▸ Goal of the exercise:
Quote everything from "- Slack: Slack" down to "against real Slack)" in the passage below about building a DevOps Slack bot.

▸ Text passage:

⁂

Compaction should be built in from day one. I added it after noticing token costs climbing. In hindsight, every agent that calls tools returning structured data should compact by default.
Design for thread context early, even if you implement it later. The bot reads up to 20 previous messages in a thread to maintain conversation continuity. Without this, every follow-up question ("what about the UAT environment?") would lack context. You don't need it for initial testing, but keep it in mind from the start — retrofitting conversational state is harder than designing for it.
The Stack
- LLM: GPT-5.4 via Azure OpenAI (function calling)
- Slack: Slack Bolt + Socket Mode (async Python)
- Runtime: Python 3.11, asyncio throughout
- Deployment: Docker → AKS via ArgoCD (GitOps)
- Observability: Prometheus metrics, Application Insights, structured logging
- Testing: pytest (unit + integration + e2e against real Slack)
Is It Worth Building?
If your DevOps team spends significant time on questions that amount to "look at this thing and tell me what's wrong" — yes. The investment is primarily in encoding your team's infrastructure knowledge, not in the LLM plumbing.
The read-only constraint makes the risk profile low. The agent can't break anything. The worst case is a wrong answer, which is the same worst case as a human answering from memory without checking.
The best case is that 70% of your #devops_requests channel gets answered in seconds, and your DevOps engineers focus on the 30% that actually needs human judgment.
Built with Python, Azure OpenAI, Slack Bolt, and a lot of infrastructure knowledge. Deployed on AKS via ArgoCD.

⁂

▸ Information provided:
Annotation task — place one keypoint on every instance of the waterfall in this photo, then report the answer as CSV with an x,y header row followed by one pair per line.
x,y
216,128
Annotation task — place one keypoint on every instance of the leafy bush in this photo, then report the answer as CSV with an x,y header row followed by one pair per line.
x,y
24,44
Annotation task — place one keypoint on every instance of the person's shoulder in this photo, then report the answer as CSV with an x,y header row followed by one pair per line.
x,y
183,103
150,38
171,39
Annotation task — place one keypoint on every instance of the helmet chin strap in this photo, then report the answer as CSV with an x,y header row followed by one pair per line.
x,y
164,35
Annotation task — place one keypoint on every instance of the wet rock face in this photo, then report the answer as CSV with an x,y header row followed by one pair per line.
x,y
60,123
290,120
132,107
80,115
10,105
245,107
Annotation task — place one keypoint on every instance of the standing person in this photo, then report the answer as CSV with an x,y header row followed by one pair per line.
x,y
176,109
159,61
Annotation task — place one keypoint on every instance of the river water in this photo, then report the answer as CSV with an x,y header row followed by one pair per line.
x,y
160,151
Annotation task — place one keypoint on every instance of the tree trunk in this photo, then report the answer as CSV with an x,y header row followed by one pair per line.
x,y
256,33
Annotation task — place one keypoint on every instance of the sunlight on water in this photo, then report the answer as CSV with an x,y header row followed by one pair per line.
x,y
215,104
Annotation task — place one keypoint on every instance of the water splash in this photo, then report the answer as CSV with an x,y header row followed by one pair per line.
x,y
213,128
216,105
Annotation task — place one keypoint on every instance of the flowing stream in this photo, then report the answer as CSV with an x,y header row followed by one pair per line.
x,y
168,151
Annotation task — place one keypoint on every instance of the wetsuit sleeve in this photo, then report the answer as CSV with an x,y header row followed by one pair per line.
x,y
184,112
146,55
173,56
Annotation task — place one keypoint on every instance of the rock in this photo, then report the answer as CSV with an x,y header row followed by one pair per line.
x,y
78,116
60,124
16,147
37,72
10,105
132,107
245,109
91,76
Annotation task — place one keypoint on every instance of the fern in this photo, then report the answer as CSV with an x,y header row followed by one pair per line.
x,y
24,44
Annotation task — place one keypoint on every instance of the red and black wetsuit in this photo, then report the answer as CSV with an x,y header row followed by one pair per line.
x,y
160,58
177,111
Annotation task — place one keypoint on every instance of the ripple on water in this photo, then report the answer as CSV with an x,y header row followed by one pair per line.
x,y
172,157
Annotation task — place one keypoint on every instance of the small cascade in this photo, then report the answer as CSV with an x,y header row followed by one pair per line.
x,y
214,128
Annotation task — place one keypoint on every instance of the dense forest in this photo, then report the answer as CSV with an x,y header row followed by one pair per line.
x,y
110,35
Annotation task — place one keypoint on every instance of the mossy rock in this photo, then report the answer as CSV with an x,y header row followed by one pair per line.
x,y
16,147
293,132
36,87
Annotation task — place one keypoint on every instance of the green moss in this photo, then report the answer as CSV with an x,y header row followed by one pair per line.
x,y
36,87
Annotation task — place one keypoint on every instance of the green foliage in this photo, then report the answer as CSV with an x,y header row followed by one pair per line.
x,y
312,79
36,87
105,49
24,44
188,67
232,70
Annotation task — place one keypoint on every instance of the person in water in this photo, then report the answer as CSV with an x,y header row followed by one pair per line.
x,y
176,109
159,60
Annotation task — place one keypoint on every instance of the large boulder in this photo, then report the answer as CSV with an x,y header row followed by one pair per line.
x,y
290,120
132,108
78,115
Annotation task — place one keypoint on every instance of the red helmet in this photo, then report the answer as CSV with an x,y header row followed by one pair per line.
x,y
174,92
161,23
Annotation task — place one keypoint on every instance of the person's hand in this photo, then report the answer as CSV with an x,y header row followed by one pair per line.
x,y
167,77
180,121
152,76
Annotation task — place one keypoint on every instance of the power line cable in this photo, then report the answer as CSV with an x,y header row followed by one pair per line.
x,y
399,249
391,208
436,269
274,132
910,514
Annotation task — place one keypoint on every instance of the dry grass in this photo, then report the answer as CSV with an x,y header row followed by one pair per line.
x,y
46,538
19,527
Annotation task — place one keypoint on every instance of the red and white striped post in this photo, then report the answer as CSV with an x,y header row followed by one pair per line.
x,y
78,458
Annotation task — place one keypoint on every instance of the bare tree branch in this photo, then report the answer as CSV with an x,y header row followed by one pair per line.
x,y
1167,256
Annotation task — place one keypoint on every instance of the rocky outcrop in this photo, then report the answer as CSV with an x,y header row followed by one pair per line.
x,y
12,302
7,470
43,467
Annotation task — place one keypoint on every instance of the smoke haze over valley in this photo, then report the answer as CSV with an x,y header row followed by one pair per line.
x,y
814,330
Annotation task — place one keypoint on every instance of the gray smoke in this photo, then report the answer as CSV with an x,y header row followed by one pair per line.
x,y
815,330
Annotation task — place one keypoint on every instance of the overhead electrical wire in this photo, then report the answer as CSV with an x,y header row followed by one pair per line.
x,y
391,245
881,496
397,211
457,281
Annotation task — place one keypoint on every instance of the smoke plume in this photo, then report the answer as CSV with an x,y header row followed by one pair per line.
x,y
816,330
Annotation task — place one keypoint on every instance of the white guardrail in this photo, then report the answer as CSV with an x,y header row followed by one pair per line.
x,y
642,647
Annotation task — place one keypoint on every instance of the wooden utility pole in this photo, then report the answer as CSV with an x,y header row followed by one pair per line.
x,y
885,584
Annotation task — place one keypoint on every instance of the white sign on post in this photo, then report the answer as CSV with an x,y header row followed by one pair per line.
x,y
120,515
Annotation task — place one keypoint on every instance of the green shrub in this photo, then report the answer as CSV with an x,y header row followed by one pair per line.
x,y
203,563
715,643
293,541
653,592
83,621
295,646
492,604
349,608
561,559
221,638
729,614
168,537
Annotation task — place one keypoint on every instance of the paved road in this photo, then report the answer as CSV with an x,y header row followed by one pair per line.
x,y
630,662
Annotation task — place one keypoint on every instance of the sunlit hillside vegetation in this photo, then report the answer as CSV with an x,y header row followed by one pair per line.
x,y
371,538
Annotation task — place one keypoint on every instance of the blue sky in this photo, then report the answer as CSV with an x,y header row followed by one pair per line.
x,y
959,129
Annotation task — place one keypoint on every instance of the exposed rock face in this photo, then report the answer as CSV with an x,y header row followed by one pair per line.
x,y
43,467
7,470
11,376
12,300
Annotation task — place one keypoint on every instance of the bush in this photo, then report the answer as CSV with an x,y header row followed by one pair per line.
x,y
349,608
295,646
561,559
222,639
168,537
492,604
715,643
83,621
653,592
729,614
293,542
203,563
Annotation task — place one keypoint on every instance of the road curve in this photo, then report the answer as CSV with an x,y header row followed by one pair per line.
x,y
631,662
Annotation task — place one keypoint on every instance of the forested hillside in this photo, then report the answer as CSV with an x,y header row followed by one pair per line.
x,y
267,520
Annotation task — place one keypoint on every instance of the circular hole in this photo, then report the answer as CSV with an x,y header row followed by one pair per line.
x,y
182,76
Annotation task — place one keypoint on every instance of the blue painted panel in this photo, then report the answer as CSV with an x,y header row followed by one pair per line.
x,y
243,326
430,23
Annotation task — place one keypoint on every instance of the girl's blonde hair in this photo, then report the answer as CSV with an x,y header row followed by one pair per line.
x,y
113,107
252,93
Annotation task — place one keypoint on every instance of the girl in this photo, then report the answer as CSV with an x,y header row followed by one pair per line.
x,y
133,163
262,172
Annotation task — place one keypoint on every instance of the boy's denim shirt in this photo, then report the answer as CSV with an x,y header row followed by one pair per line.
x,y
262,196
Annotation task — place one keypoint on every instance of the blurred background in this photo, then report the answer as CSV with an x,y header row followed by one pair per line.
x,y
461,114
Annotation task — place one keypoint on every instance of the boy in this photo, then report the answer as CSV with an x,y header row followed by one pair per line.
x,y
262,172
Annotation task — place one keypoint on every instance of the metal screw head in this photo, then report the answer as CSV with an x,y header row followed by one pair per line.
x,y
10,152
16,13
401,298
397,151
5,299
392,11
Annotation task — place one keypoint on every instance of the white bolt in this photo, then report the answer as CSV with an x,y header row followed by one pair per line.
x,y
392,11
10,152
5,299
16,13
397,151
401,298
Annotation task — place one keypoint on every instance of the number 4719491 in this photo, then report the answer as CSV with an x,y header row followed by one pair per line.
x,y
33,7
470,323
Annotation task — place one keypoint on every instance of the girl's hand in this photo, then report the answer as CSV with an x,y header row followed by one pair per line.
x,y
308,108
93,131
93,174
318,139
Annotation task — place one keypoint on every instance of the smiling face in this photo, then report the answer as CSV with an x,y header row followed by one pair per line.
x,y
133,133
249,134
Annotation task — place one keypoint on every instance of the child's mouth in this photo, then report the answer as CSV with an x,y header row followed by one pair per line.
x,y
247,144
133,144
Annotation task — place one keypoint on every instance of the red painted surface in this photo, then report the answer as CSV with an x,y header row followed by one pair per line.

⁂

▸ Written response:
- Slack: Slack Bolt + Socket Mode (async Python)
- Runtime: Python 3.11, asyncio throughout
- Deployment: Docker → AKS via ArgoCD (GitOps)
- Observability: Prometheus metrics, Application Insights, structured logging
- Testing: pytest (unit + integration + e2e against real Slack)